# [Instructions for the task]
Copy the records below exactly, omitting any pictures they contain.

# [Records supplied]
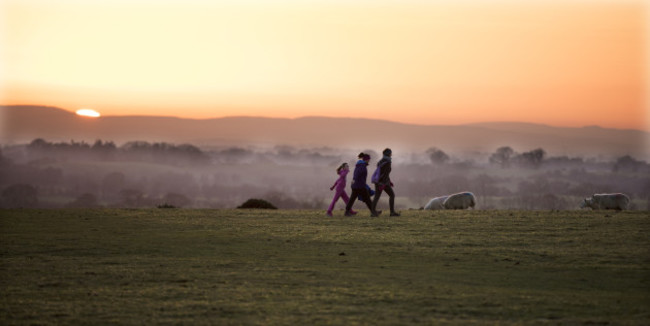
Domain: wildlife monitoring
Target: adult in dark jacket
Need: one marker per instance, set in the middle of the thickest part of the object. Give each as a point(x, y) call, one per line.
point(384, 183)
point(359, 188)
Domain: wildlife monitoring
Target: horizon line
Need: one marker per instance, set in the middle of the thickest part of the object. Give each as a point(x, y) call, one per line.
point(477, 123)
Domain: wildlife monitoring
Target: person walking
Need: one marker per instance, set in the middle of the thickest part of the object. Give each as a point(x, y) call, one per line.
point(359, 188)
point(339, 185)
point(383, 183)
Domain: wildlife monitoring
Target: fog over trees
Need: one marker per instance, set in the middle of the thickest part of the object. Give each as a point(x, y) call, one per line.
point(142, 174)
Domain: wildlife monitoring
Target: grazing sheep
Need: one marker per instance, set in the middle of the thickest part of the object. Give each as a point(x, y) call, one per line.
point(461, 200)
point(616, 201)
point(436, 203)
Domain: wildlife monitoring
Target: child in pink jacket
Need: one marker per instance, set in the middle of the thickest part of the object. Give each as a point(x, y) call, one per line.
point(342, 171)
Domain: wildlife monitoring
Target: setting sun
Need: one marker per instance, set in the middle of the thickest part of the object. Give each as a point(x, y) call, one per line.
point(88, 113)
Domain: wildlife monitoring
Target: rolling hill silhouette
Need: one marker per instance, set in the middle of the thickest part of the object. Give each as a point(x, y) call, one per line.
point(21, 124)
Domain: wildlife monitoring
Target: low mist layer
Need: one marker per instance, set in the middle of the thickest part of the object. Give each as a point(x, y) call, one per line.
point(143, 174)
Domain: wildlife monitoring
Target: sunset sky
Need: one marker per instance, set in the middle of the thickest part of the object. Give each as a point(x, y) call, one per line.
point(564, 63)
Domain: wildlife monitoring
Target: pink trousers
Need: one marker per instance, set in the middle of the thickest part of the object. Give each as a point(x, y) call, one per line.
point(337, 195)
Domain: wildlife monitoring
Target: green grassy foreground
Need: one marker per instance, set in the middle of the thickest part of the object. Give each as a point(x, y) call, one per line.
point(220, 267)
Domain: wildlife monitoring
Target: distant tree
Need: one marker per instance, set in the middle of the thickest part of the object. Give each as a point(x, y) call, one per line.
point(132, 197)
point(532, 158)
point(20, 196)
point(112, 183)
point(502, 156)
point(437, 156)
point(257, 203)
point(86, 200)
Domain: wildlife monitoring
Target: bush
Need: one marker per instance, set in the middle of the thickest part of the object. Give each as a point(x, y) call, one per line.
point(257, 203)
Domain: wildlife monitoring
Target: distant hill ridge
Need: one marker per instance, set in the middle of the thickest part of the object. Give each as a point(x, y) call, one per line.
point(22, 124)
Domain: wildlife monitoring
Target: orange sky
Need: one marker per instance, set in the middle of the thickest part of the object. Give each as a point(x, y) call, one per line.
point(567, 63)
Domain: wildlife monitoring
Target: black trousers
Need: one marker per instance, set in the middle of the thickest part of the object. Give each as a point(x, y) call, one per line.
point(363, 195)
point(391, 197)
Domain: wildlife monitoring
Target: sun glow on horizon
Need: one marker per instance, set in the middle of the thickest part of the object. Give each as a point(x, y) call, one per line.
point(565, 63)
point(88, 113)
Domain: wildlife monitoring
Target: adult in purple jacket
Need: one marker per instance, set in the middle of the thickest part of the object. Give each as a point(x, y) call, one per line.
point(384, 184)
point(359, 187)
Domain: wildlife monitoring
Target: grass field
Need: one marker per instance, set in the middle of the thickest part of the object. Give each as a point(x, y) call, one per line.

# [Solution]
Domain: wildlife monitoring
Target: adult in dark jacket
Need: one marker per instance, set in the middle of the thickest part of the object. Give each as a point(x, y) call, one per line.
point(384, 183)
point(359, 188)
Domain: wildlife monitoring
Target: horizon line
Need: one marker per instance, set in the middle of the thickest part of the object. Give each as a point(x, y) call, one per line.
point(477, 123)
Domain: wildlife monitoring
Target: person walking
Need: one marker per instance, set in the middle of the thickest part of the object. Give each as a point(x, y) call, one per line.
point(359, 188)
point(339, 185)
point(383, 183)
Domain: wildlife monitoring
Target: fog over trees
Need: one marker per instance, set in the middle of the thickest part of the object. Give each as a point(x, y) call, one per line.
point(142, 174)
Domain: wildlife monitoring
Target: grazing sheep
Need: one marker per instance, set in the middle of the thickest part of the object. Give each as a point(x, y) call, one per line.
point(461, 200)
point(616, 201)
point(436, 203)
Domain: wildlife monitoring
Target: child in pink jacket
Need: one marker per instance, set in the middle of the thickest part of the object. Give each as a point(x, y) call, one per line.
point(342, 171)
Domain: wildlife monitoring
Target: setting sun
Need: one marker per instance, set in the middle of the thickest part of the object. Give each as a point(x, y) call, one per line.
point(88, 113)
Domain: wildlife monitoring
Target: rolling hill silhouette
Need: one marker per instance, set in the middle of the thickest part of the object. Give each as a point(x, y) call, one per line.
point(21, 124)
Domain: wildlife monitoring
Target: low mist layer
Need: one marker per instance, set in the middle of the thickest part of the object. Give each as a point(x, y) call, one per line.
point(143, 174)
Domain: wildlife monitoring
Target: sunset sky
Need: one marker per instance, set in the middle of the thickest part of the object. Give each as a point(x, y) call, one per line.
point(564, 63)
Domain: wildlife monitoring
Target: pink trousers
Need: one marker per instance, set in the middle of the thickest part of the object. Give each as a point(x, y) call, one per line.
point(337, 195)
Domain: wildlife monitoring
Target: green grassy foreground
Need: one marker per instance, set in the middle of the thickest part of the object. Give each as a point(x, y) call, one per line.
point(220, 267)
Domain: wildlife monitoring
Target: distant tree
Need: one marker per instance, set in the middle of the thickest part of the object. Give each as a point(x, y) call, one per line.
point(132, 197)
point(532, 158)
point(20, 196)
point(112, 183)
point(502, 156)
point(437, 156)
point(257, 203)
point(86, 200)
Domain: wildlife monitoring
Target: bush
Need: one marker per instance, set in the middle of the thickest part of the object. Give each as a point(x, y) call, one per line.
point(257, 203)
Domain: wildlife monitoring
Target: distant hill ridge
Need: one marker per instance, set in the middle of the thickest part of the object. Give each as a point(x, y) call, one per line.
point(22, 124)
Domain: wildlife monitoring
Target: orange sky
Need: one marker per instance, set in the middle of the thickest part of the object. Give each as a point(x, y) call, one per line.
point(567, 63)
Domain: wildlife monitoring
Target: black trousers
Need: one marker per instance, set in the middle of the thickest part of the object. Give each as a point(x, y) call, one per line.
point(363, 195)
point(391, 197)
Domain: wildlife monitoring
Target: sun glow on horizon
Need: one marker per instance, set in the middle of the thickest part of the object. Give each as a point(x, y) call, one per line.
point(565, 63)
point(88, 113)
Domain: wildlife monitoring
Target: adult in purple jacket
Need: one marker per instance, set in the middle of the thickest part of the object. Give each as a point(x, y) call, one per line.
point(384, 184)
point(359, 187)
Domain: wildlife monitoring
Target: grass field
Need: one marker per instance, set in the middle of the thickest part of the object. Give each as a point(x, y) call, one per line.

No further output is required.